## BEGIN Data shown

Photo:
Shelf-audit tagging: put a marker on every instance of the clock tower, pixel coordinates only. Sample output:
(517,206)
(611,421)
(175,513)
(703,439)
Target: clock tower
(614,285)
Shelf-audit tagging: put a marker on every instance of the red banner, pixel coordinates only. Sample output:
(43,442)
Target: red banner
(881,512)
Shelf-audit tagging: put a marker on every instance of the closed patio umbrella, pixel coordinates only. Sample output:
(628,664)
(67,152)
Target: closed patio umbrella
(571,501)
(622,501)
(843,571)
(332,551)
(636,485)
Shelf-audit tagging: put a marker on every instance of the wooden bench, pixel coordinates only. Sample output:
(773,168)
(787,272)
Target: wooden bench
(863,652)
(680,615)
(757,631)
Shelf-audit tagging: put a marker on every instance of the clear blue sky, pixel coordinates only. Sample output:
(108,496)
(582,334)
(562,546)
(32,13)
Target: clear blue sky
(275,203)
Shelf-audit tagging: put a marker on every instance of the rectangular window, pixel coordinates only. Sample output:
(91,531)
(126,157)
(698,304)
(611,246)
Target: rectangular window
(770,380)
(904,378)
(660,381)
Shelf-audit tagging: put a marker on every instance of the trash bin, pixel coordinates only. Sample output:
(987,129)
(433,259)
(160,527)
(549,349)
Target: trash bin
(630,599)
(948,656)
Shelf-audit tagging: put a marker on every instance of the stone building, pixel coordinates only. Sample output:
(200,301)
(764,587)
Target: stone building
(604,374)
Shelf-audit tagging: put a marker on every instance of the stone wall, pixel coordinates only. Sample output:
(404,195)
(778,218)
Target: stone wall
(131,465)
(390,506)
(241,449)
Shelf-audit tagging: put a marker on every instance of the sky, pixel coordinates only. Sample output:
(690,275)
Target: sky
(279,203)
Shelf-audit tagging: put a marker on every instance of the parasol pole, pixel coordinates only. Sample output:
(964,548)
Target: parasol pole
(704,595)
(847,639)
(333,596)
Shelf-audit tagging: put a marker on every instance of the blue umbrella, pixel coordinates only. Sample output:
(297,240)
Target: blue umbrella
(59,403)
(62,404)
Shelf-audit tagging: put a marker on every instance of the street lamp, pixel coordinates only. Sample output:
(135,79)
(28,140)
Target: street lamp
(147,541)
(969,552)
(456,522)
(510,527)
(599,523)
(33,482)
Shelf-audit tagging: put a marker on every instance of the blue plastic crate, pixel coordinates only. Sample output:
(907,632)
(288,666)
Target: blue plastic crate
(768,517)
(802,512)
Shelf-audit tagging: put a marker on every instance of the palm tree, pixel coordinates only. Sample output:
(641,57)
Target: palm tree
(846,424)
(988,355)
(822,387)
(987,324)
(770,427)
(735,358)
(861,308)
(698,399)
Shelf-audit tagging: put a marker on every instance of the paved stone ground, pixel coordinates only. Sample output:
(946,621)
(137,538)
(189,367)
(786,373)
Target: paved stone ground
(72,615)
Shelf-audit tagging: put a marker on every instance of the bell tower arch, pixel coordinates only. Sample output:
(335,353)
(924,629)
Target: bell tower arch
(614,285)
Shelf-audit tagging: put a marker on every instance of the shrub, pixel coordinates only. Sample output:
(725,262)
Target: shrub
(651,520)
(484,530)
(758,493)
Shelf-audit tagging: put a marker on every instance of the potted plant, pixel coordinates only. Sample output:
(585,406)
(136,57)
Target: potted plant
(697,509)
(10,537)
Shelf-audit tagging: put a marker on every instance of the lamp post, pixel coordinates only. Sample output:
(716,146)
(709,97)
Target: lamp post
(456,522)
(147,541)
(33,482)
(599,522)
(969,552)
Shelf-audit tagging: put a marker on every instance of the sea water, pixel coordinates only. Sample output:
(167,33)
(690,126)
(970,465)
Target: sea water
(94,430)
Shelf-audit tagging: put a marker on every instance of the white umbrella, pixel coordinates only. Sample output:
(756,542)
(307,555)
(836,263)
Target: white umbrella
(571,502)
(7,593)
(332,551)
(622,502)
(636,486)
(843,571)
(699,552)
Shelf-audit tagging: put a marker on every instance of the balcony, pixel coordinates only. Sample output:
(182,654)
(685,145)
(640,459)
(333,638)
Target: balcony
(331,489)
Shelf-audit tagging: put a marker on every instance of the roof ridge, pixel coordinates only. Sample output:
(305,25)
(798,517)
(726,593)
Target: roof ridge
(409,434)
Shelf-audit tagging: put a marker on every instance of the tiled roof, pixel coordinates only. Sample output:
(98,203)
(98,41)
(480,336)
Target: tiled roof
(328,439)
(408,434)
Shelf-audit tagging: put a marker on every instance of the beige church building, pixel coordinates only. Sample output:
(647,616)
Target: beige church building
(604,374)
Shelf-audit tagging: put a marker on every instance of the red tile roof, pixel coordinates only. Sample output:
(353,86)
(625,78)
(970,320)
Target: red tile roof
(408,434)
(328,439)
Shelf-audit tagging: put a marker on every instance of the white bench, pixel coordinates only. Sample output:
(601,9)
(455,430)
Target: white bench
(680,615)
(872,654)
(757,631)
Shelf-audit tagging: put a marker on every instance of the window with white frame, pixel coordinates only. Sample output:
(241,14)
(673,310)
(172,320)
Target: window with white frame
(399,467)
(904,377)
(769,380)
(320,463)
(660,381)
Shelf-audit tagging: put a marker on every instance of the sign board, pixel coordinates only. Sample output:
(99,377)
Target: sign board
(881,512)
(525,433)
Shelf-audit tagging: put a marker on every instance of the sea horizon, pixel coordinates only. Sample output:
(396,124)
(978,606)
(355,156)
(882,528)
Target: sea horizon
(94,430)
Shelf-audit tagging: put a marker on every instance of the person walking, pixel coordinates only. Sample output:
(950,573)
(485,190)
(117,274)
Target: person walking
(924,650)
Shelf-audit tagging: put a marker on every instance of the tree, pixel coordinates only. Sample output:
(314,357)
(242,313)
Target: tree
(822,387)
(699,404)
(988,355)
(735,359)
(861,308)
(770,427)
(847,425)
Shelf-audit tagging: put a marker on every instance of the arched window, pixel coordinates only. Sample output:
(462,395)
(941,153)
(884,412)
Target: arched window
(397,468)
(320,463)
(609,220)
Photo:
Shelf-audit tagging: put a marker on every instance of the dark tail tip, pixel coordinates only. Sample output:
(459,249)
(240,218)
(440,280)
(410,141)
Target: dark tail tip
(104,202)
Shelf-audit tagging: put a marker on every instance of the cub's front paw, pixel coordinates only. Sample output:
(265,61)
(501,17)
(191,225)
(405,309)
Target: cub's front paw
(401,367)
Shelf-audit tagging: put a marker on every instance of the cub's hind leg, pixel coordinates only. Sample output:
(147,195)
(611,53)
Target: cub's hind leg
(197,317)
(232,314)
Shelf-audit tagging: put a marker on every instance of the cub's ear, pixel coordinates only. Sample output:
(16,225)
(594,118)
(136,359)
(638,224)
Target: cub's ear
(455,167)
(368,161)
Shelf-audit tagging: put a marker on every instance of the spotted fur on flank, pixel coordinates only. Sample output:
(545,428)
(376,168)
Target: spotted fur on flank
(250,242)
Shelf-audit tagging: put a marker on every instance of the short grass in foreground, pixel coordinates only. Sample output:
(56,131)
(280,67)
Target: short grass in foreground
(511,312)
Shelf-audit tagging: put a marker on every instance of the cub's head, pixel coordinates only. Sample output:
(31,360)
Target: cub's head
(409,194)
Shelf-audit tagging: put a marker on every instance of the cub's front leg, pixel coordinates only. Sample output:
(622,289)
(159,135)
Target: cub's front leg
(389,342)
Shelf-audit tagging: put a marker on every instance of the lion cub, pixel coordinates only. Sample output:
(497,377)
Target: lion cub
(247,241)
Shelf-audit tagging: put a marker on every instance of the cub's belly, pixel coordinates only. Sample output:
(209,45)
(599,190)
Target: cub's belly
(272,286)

## END Data shown

§ Problem: Using the exact wording, write out all of the records.

§ Answer for this exercise:
Photo:
Shelf-audit tagging: put a marker on every instance of the clock tower, pixel coordinates only. Sample output:
(517,206)
(611,421)
(175,513)
(703,439)
Target: clock tower
(614,285)
Shelf-audit tagging: put a marker on every instance of the red banner, pixel coordinates only. Sample output:
(43,442)
Target: red banner
(881,512)
Shelf-audit tagging: put a marker on every instance of the closed patio umbrella, pixel coordinates only. Sample output:
(628,664)
(67,152)
Target: closed patio umbrella
(571,501)
(622,501)
(843,571)
(332,551)
(636,485)
Shelf-audit tagging: put a marker on every instance of the wooden bench, pixel coordinates only. Sample output:
(773,168)
(787,272)
Target: wooden bench
(863,652)
(680,615)
(757,631)
Shelf-audit tagging: put a marker on every instance of the clear blue sky, pixel coordinates only. Sample output:
(108,496)
(582,334)
(562,546)
(32,13)
Target: clear blue sky
(275,203)
Shelf-audit tagging: put a marker on every instance of the rectangular window, pixel coordinates only. Sample output:
(91,531)
(126,157)
(698,304)
(611,246)
Target: rectangular window
(770,380)
(904,378)
(660,381)
Shelf-audit tagging: put a marker on every instance of the trash bin, pixel coordinates only. Sample output:
(987,129)
(433,259)
(160,527)
(549,349)
Target: trash bin
(630,599)
(948,656)
Shelf-audit tagging: put a marker on every instance of the stone building, pixel coordinates only. Sample output:
(200,301)
(764,587)
Target: stone building
(604,374)
Shelf-audit tagging: put a marker on every instance of the stone wall, pixel coordinates only. Sample output:
(404,195)
(778,218)
Target: stone wall
(131,465)
(390,506)
(241,449)
Shelf-audit tagging: put a marker on every instance of the sky, pixel coordinates only. Sample output:
(690,275)
Target: sky
(279,203)
Shelf-audit tagging: put a marker on every instance of the parasol pole, pixel coordinates only. Sample output:
(964,548)
Target: parasol pole
(704,595)
(847,639)
(333,596)
Shelf-audit tagging: put a marker on every instance of the blue umbrella, pixel coordinates only. Sample output:
(297,240)
Target: blue umbrella
(59,403)
(62,404)
Shelf-audit tagging: put a marker on every instance of the street lamp, pixel coordinates only. Sample output:
(135,79)
(28,140)
Target: street lamp
(147,541)
(969,552)
(456,522)
(510,527)
(599,523)
(33,482)
Shelf-audit tagging: put a marker on every instance of the blue plastic crate, pixel coordinates only. Sample output:
(907,632)
(288,666)
Target: blue plastic crate
(768,517)
(802,512)
Shelf-audit tagging: put a marker on every instance of the palm tree, pixel coordinates only. Sample output:
(641,57)
Target: palm tree
(846,424)
(988,355)
(822,387)
(987,324)
(770,427)
(735,358)
(861,308)
(698,399)
Shelf-audit tagging: put a marker on every instance of the paved stone ground, pixel coordinates only. Sample output:
(946,621)
(137,538)
(189,367)
(786,373)
Target: paved stone ground
(72,615)
Shelf-audit tagging: put a marker on every instance of the bell tower arch, pixel coordinates only. Sample output:
(335,353)
(924,629)
Target: bell tower arch
(614,285)
Shelf-audit tagging: put a marker on every instance of the shrub, pixel coordinates only. Sample output:
(725,262)
Target: shrub
(651,520)
(484,530)
(758,493)
Shelf-audit tagging: put a marker on every instance of the potted plant, pixel coordinates only. Sample output:
(585,406)
(136,57)
Target: potted plant
(697,509)
(10,537)
Shelf-audit tagging: put a marker on every instance of the lamp post, pixel coordinates only. Sample output:
(716,146)
(709,97)
Target: lamp post
(456,522)
(147,541)
(33,482)
(599,522)
(969,552)
Shelf-audit tagging: put a marker on every instance of the sea water, pixel coordinates only. Sample output:
(167,33)
(690,126)
(970,465)
Target: sea water
(94,430)
Shelf-audit tagging: put a marker on every instance of the white umbrella, pixel coordinates only. Sample output:
(756,542)
(307,555)
(836,263)
Target: white umbrella
(571,502)
(7,593)
(332,551)
(622,502)
(636,486)
(843,571)
(699,552)
Shelf-audit tagging: put a marker on every instance of the balcony, pixel coordinates only. Sample output:
(182,654)
(685,145)
(640,459)
(333,638)
Target: balcony
(331,489)
Shelf-audit tagging: put a marker on every instance of the roof ridge, pixel coordinates only. Sample output:
(305,25)
(798,517)
(726,593)
Target: roof ridge
(409,434)
Shelf-audit tagging: put a marker on every instance of the tiled roof, pixel coordinates only. Sample output:
(98,203)
(98,41)
(480,336)
Target: tiled roof
(328,439)
(408,434)
Shelf-audit tagging: put a marker on every instance of the beige church building, pixel coordinates only. Sample output:
(647,616)
Target: beige church building
(604,374)
Shelf-audit tagging: put a marker on every instance of the red tile roof, pixel coordinates only. Sample output:
(353,86)
(625,78)
(970,320)
Target: red tile roof
(408,434)
(328,439)
Shelf-audit tagging: put a marker on every instance of the white bench, pixel coordinates only. Sample output:
(601,9)
(455,430)
Target: white bench
(680,615)
(872,654)
(757,631)
Shelf-audit tagging: put a marker on every instance of the window with white frame, pixel coordinates only. Sample output:
(241,14)
(673,310)
(172,320)
Target: window with white frame
(399,467)
(904,377)
(769,380)
(320,463)
(660,381)
Shelf-audit tagging: put a marker on every instance of the sign board, pixel coordinates only. Sample output:
(99,377)
Target: sign board
(881,512)
(525,433)
Shelf-audit tagging: put a marker on every instance of the sea horizon, pixel coordinates only. Sample output:
(396,124)
(978,606)
(355,156)
(882,528)
Target: sea horizon
(94,430)
Shelf-audit tagging: put a marker on every instance of the person walking, pixel coordinates only. Sample output:
(950,573)
(485,190)
(117,274)
Target: person walking
(924,650)
Shelf-audit tagging: put a marker on every instance of the tree, pixel coordinates only. Sample output:
(314,357)
(242,313)
Target: tree
(822,387)
(699,404)
(988,355)
(735,359)
(861,308)
(770,427)
(847,425)
Shelf-audit tagging: put a marker on every instance of the arched window, pixel coordinates only. Sample output:
(462,395)
(941,153)
(884,412)
Target: arched window
(397,468)
(320,463)
(609,220)
Photo:
Shelf-audit tagging: put a marker on every instance of the dark tail tip, pixel coordinates only. Sample output:
(459,249)
(240,218)
(440,280)
(410,141)
Target: dark tail tip
(104,202)
Shelf-audit tagging: put a marker on every instance of the cub's front paw, pixel coordinates only. Sample output:
(265,61)
(501,17)
(191,225)
(405,309)
Target: cub's front paw
(401,367)
Shelf-audit tagging: put a marker on every instance of the cub's hind leg, pixel coordinates only. Sample output:
(147,195)
(611,53)
Target: cub's hind leg
(197,317)
(232,314)
Shelf-audit tagging: put a marker on every instance of the cub's ear, pixel coordinates only. Sample output:
(16,225)
(594,118)
(136,359)
(638,224)
Target: cub's ear
(455,167)
(368,161)
Shelf-audit tagging: put a marker on every instance of the spotted fur on flank, pixel coordinates only. Sample output:
(545,428)
(376,168)
Target: spotted fur on flank
(250,242)
Shelf-audit tagging: put a marker on every instance of the short grass in foreground, pixel coordinates only. Sample output:
(56,131)
(280,67)
Target: short grass in foreground
(511,312)
Shelf-audit tagging: put a marker on every instance of the cub's head, pixel coordinates only. Sample output:
(31,360)
Target: cub's head
(409,194)
Shelf-audit tagging: put a marker on every instance of the cub's front leg, pixel coordinates only. Sample output:
(622,289)
(159,135)
Target: cub's front leg
(389,342)
Shelf-audit tagging: put a marker on every instance of the lion cub, pixel coordinates only. Sample output:
(497,377)
Target: lion cub
(247,241)
Shelf-audit tagging: put a marker on every instance of the cub's belly, pixel coordinates only. Sample output:
(209,45)
(599,190)
Target: cub's belly
(272,286)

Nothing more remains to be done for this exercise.